SUPPLIED TEXT
MIKE BURKE

Allegany Communications Sports­­

Forty years ago in March, I moved back to Cumberland and went to work for the Cumberland Times-News as a sportswriter.

A lot of things have changed since then: My hair is no longer black, Greenway Avenue Stadium is no longer Fort Hill Stadium, its field is no longer grass, the football at Bishop Walsh is no longer played, all of the head coaches I covered no longer coach, many of the players I covered became coaches and now no longer coach, and so many wonderful friends whose paths have crossed are no longer here, such as Richard F. “Dick” Bittner, always Coach Bittner to me, who died on January 11 at age 87.

Forty years ago, Dick Bittner took over as the Fort Hill head football coach, finally getting his chance after nearly two decades as the top assistant at his alma mater. Bittner, who taught geography at the school, was brought in to right the ship, whatever that means in high school football, and though he was the head coach just two years, it feels as though, 40 years later, the ship’s been on a pretty good course ever since he took over.

Bittner guided Fort Hill to the Maryland Class A (now 3A) state playoffs both seasons after the Sentinels had missed the playoffs the previous four. Even worse, the Sentinels had lost to Allegany four straight years.

Fort Hill started that 1984 season 5-0, but entered Homecoming at 6-3 and not many people gave them a chance, particularly when undefeated Allegany scored on its first possession.

Perhaps, though, having been sparked by the 48-year-old Bittner himself leading the team through the band’s tunnel prior to the game, not to mention the new red pants they were dressed in, the Sentinels came back to dominate up front and won the game, 14-12, for their first Homecoming victory in five years.

Fort Hill football would not be taken lightly anymore.

Having already known Coach Bittner for most of my life I was not unfamiliar with his uniqueness. The man rarely spoke in contractions, for instance, with the only time I remember him doing so being during his first season as the Fort Hill head coach when he told me. “I wouldn’t be paranoid if everybody wasn’t out to get me.”

In general, he had a way of expressing himself the way no one else ever had.

Whereas most of us say we “know that,” Coach Bittner was “keenly aware of this.” Whereas most teams would be “pretty upset” to lose a playoff game, Coach Bittner, after Fort Hill lost a playoff game to McDonough at White Plains Center, said, “We are gravely disappointed,” but that, “our boys fought like wildcats.”

Coach Bittner loved Fort Hill and played football for Coach Bill Hahn at a time when many of the Sentinel players received scholarships to play for Coach Jim Tatum and his great teams at the University of Maryland. Coach Bittner was one of those players.

In 1953, he played in the East-West All-American Football Game in Memphis, Tenn. and was named the Outstanding Player for the East, having roomed with and becoming longtime friends with future NFL great and Hollywood actor Alex Karras.

At Maryland, who was the defending national champion, Bittner played for three seasons, with the 1956 team going undefeated before losing to eventual national champion Oklahoma in the Orange Bowl. Bittner, however, suffered a serious chest injury during the Terps’ final scrimmage for the game and his playing career was over.

Items drawn from a data source
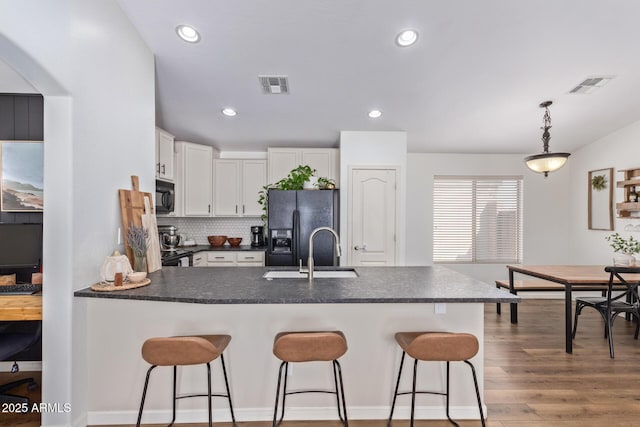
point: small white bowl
(137, 276)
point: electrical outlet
(440, 308)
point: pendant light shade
(546, 162)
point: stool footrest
(186, 396)
(310, 391)
(439, 393)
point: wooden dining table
(568, 275)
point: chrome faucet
(310, 262)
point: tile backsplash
(200, 228)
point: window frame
(517, 200)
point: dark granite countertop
(201, 248)
(245, 285)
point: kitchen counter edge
(245, 285)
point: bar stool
(310, 347)
(436, 346)
(183, 351)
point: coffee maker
(257, 235)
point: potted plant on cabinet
(624, 248)
(302, 177)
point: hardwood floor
(529, 379)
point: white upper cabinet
(326, 161)
(194, 191)
(164, 155)
(236, 186)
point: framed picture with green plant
(600, 199)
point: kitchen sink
(344, 273)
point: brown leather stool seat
(310, 347)
(439, 347)
(185, 351)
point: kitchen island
(369, 309)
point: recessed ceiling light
(406, 38)
(229, 112)
(188, 33)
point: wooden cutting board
(154, 261)
(131, 210)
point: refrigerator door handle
(296, 235)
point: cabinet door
(221, 259)
(250, 259)
(197, 179)
(164, 155)
(200, 259)
(254, 177)
(226, 199)
(281, 162)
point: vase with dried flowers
(626, 248)
(137, 239)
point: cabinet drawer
(253, 256)
(221, 257)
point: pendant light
(546, 162)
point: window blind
(477, 219)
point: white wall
(372, 149)
(619, 150)
(97, 77)
(546, 213)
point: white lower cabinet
(229, 259)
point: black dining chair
(11, 344)
(612, 305)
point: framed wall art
(22, 176)
(601, 199)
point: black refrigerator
(292, 216)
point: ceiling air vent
(274, 85)
(590, 84)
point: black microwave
(165, 197)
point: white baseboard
(26, 366)
(266, 414)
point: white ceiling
(471, 84)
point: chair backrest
(629, 276)
(13, 343)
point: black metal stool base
(338, 391)
(209, 394)
(413, 392)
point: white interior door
(373, 222)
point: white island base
(116, 329)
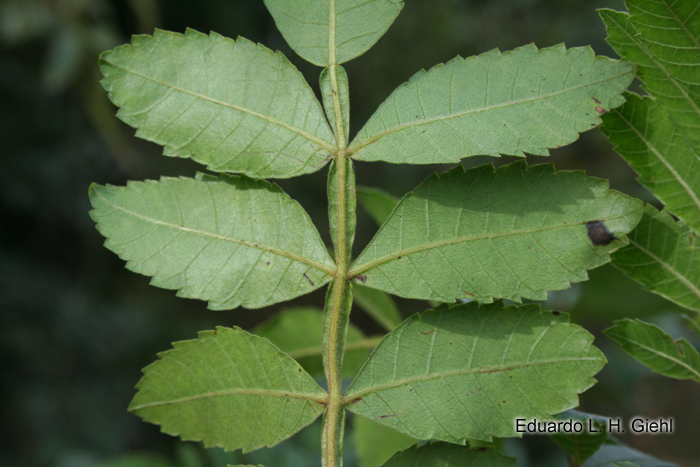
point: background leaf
(234, 106)
(378, 305)
(377, 203)
(376, 443)
(448, 455)
(510, 233)
(298, 332)
(654, 146)
(357, 25)
(469, 371)
(522, 101)
(612, 455)
(224, 239)
(582, 446)
(654, 348)
(228, 389)
(663, 256)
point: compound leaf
(233, 105)
(611, 455)
(376, 443)
(226, 240)
(663, 256)
(378, 305)
(657, 350)
(469, 371)
(448, 455)
(522, 101)
(325, 31)
(662, 38)
(228, 389)
(654, 146)
(298, 332)
(510, 233)
(581, 446)
(377, 203)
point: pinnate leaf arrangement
(456, 376)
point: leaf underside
(233, 105)
(226, 240)
(298, 332)
(469, 371)
(511, 103)
(228, 389)
(510, 233)
(657, 350)
(448, 455)
(664, 256)
(357, 25)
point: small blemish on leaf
(307, 278)
(599, 233)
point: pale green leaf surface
(469, 371)
(614, 455)
(377, 203)
(656, 149)
(664, 256)
(518, 102)
(668, 57)
(448, 455)
(313, 27)
(344, 100)
(334, 197)
(378, 305)
(657, 350)
(226, 240)
(233, 105)
(510, 233)
(228, 389)
(298, 333)
(375, 443)
(581, 446)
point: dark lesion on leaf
(599, 233)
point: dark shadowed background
(76, 327)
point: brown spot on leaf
(599, 233)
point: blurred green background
(76, 327)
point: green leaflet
(228, 389)
(378, 305)
(664, 256)
(580, 447)
(510, 233)
(662, 38)
(232, 105)
(522, 101)
(343, 28)
(657, 350)
(469, 371)
(448, 455)
(654, 146)
(376, 443)
(298, 332)
(226, 240)
(612, 455)
(328, 102)
(377, 203)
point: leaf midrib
(328, 270)
(353, 148)
(661, 354)
(427, 246)
(325, 145)
(350, 398)
(233, 392)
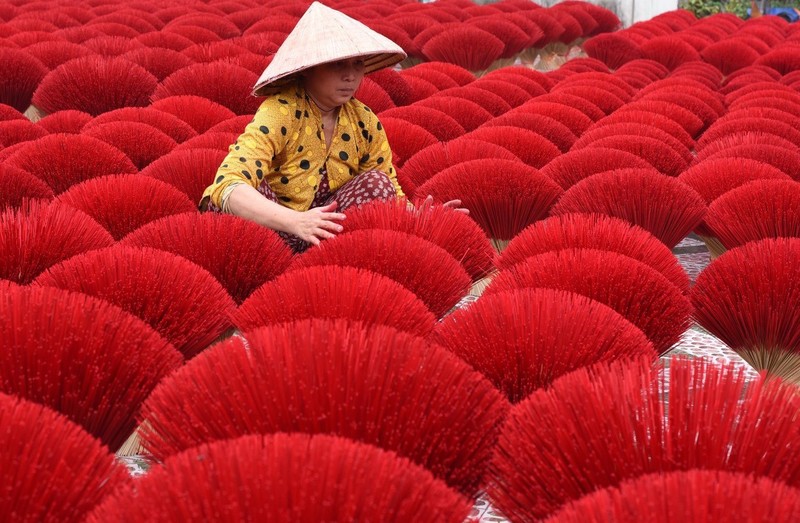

CHALLENGES
- A) Duplicate the stretch of the Bittner column from "Coach Bittner loved" through "actor Alex Karras.".
- B) Set out the stretch of the listing from the line containing "point: pale green leaf surface" through the end of the listing as a numbered list. Skip blank lines and leave out the pictures.
The Bittner column and the listing are unrelated to each other.

PER-TASK ANSWERS
- A)
Coach Bittner loved Fort Hill and played football for Coach Bill Hahn at a time when many of the Sentinel players received scholarships to play for Coach Jim Tatum and his great teams at the University of Maryland. Coach Bittner was one of those players.

In 1953, he played in the East-West All-American Football Game in Memphis, Tenn. and was named the Outstanding Player for the East, having roomed with and becoming longtime friends with future NFL great and Hollywood actor Alex Karras.

- B)
1. point: pale green leaf surface
2. (469, 371)
3. (614, 455)
4. (377, 203)
5. (656, 149)
6. (664, 256)
7. (518, 102)
8. (668, 57)
9. (448, 455)
10. (313, 27)
11. (344, 100)
12. (334, 197)
13. (378, 305)
14. (657, 350)
15. (226, 240)
16. (233, 105)
17. (510, 233)
18. (228, 389)
19. (298, 333)
20. (375, 443)
21. (581, 446)
22. point: dark lesion on leaf
23. (599, 233)
24. point: dark shadowed background
25. (76, 327)
26. point: brown spot on leaf
27. (599, 233)
28. point: blurred green background
29. (76, 327)
30. point: green leaflet
31. (228, 389)
32. (378, 305)
33. (664, 256)
34. (580, 447)
35. (510, 233)
36. (662, 38)
37. (232, 105)
38. (522, 101)
39. (343, 28)
40. (657, 350)
41. (469, 371)
42. (448, 455)
43. (654, 146)
44. (376, 443)
45. (298, 332)
46. (226, 240)
47. (612, 455)
48. (328, 102)
49. (377, 203)
50. point: leaf midrib
51. (328, 270)
52. (353, 148)
53. (661, 354)
54. (427, 246)
55. (325, 145)
56. (350, 398)
57. (233, 392)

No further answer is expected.